* [Problem details]:
Print the listing as it stands, omitting all images.

## Begin Dataset extract

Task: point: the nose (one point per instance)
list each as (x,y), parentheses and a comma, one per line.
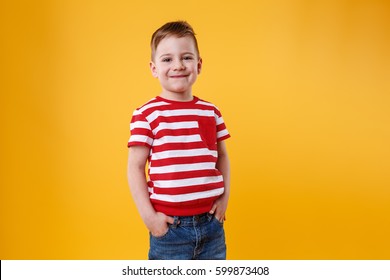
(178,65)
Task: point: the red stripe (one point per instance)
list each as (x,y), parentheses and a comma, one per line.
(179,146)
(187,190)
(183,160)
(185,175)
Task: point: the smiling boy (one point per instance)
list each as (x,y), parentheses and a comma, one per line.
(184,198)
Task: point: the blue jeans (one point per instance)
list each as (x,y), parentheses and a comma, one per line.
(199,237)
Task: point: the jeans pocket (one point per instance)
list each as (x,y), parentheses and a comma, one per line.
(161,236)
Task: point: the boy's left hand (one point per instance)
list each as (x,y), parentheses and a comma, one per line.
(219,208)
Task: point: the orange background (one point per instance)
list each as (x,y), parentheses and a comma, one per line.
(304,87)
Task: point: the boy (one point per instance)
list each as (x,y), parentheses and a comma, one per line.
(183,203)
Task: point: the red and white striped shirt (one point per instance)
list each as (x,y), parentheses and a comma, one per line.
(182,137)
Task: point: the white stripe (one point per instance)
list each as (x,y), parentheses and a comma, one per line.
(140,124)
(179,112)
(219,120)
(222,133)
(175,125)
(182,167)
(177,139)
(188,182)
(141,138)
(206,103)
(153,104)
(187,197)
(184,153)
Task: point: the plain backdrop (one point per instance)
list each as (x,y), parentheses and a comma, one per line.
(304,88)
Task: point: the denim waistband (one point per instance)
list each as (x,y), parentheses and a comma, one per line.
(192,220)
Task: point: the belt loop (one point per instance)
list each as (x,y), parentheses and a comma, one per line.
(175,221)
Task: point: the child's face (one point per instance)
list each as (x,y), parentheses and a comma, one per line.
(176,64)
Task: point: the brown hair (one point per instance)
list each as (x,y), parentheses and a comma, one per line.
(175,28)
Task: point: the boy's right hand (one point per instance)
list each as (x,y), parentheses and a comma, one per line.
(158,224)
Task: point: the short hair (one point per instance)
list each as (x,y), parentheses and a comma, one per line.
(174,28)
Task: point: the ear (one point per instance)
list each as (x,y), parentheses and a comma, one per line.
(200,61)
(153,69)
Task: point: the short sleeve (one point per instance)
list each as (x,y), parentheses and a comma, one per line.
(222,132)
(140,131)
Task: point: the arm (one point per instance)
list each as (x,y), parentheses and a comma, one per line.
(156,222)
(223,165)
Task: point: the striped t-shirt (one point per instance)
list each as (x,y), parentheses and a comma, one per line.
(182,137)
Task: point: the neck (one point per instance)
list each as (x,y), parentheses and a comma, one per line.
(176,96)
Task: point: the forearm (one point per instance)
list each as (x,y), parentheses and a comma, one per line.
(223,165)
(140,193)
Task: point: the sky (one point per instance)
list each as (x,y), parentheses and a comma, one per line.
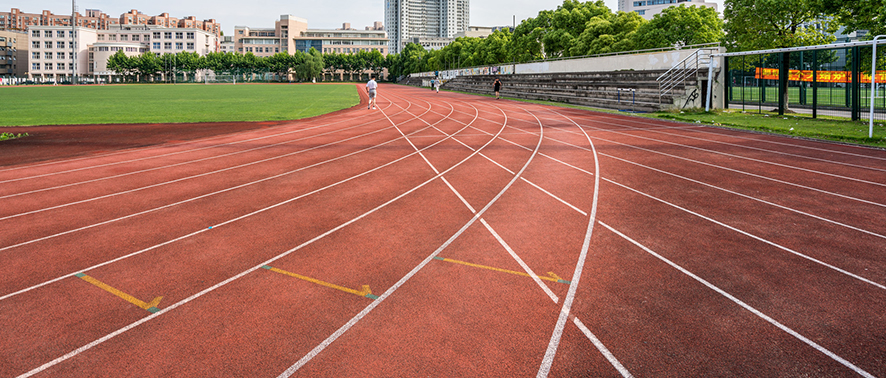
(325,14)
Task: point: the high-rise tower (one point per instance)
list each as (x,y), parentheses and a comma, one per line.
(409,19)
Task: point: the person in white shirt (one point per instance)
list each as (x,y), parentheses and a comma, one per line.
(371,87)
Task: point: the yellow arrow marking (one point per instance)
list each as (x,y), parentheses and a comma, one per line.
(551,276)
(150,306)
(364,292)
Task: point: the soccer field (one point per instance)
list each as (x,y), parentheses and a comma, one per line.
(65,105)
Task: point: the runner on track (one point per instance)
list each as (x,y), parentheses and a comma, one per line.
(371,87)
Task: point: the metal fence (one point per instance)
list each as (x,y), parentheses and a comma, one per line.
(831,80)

## End Dataset extract

* [Answer in full]:
Task: point: the nose (one point per instance)
list each as (x,y), parentheses and a comma, one per line.
(178,65)
Task: point: the red stripe (one point per instance)
list each as (x,y), parentheses and a comma, one per line.
(179,146)
(187,190)
(183,160)
(185,175)
Task: point: the smiling boy (one point per instance)
list each as (x,y), parentheses and a comma, one per line.
(184,198)
Task: point: the blue jeans (one point per instance)
list each as (x,y), parentheses and a comma, one per line.
(199,237)
Task: point: the jeans pocket (one point per instance)
list each as (x,y), parentheses and a comma, one per line.
(161,236)
Task: point: the boy's left hand (one point per instance)
list each as (x,y), parentheses and a comma, one per line.
(219,208)
Task: point: the orange background (one point per instance)
list each as (x,y), parentheses and a comma, one per line.
(304,87)
Task: point: the boy (one point per instance)
list each as (x,y), parentheses and a comma, one per line.
(183,203)
Task: point: the red and white striped shirt (one point per instance)
list each as (x,y), parentheses and a comma, one per line.
(182,137)
Task: point: the white stripe (one point per instance)
list each as (x,y), parentheses and a comma, one per line.
(140,124)
(179,112)
(219,120)
(222,133)
(175,125)
(182,167)
(177,139)
(188,182)
(141,138)
(206,103)
(153,104)
(187,197)
(184,153)
Task: point: the plain backdrop (one point per instance)
list each as (x,y), parentheses and a comma, one per line.
(304,88)
Task: point: the denim waistband (one point per instance)
list each as (x,y), parentheses and a comma, one per line.
(192,220)
Task: point: the belt loop (one point per instance)
list each as (x,y), parentheses and a comma, one per line.
(175,221)
Task: point: the child's face (one point per instance)
list each as (x,y), parentheses and a comma, one per line.
(176,64)
Task: point: the brown hair (one point per instance)
list each as (x,y), parentheses and a comma, one per line.
(175,28)
Task: point: the boy's right hand (one point per instance)
list each as (x,y), parentheses and a comma, one per line.
(158,224)
Task: point: the short hair (one point per instance)
list each as (x,y), parentheses and a comma, one per line.
(174,28)
Task: point: the ear (one point per instance)
list each as (x,y), parentheses and a comma, one per line.
(200,61)
(153,69)
Task: point: the short sleeve (one point per instance)
list each as (x,y), parentheses and a comma, one per line.
(222,132)
(140,131)
Task: point: the arm (one point per instance)
list each as (x,y), parentheses and a comma, one per line.
(156,222)
(223,165)
Task: point: the striped t-shirt (one point per instance)
list each as (x,y), parentheses and a comma, one per line.
(182,137)
Task: point: the neck (one point per instance)
list each as (x,y), parentheses and a comma, one per line.
(176,96)
Task: point: the forearm (one point per instance)
list each as (x,y), parentheses and a comma, one per line.
(223,165)
(140,193)
Task: point: the sky (one point per instance)
list each as (x,y), parentheses and a comma, one per line.
(325,14)
Task: point: the high-rise tower (one point per instance)
list each as (x,y), parentheses and a comma, one per line.
(409,19)
Task: point: the person in white shirt (one point per instance)
list each as (x,y), parentheses and a comma, one per line.
(371,87)
Task: point: the yellow arrow marking (one point per instance)
list each as (x,y), parentheses and a comma, one per line.
(551,276)
(150,306)
(364,292)
Task: point: the soccer field (one point per instance)
list each as (x,y), parentheses and a comma, one per line.
(65,105)
Task: point: the runner on track (one point per instance)
list each as (x,y), parentheses and a comma, one per line.
(371,87)
Task: point: the metal fence (one point per instance)
list each as (x,y), parentheses and a comma, one per line.
(831,80)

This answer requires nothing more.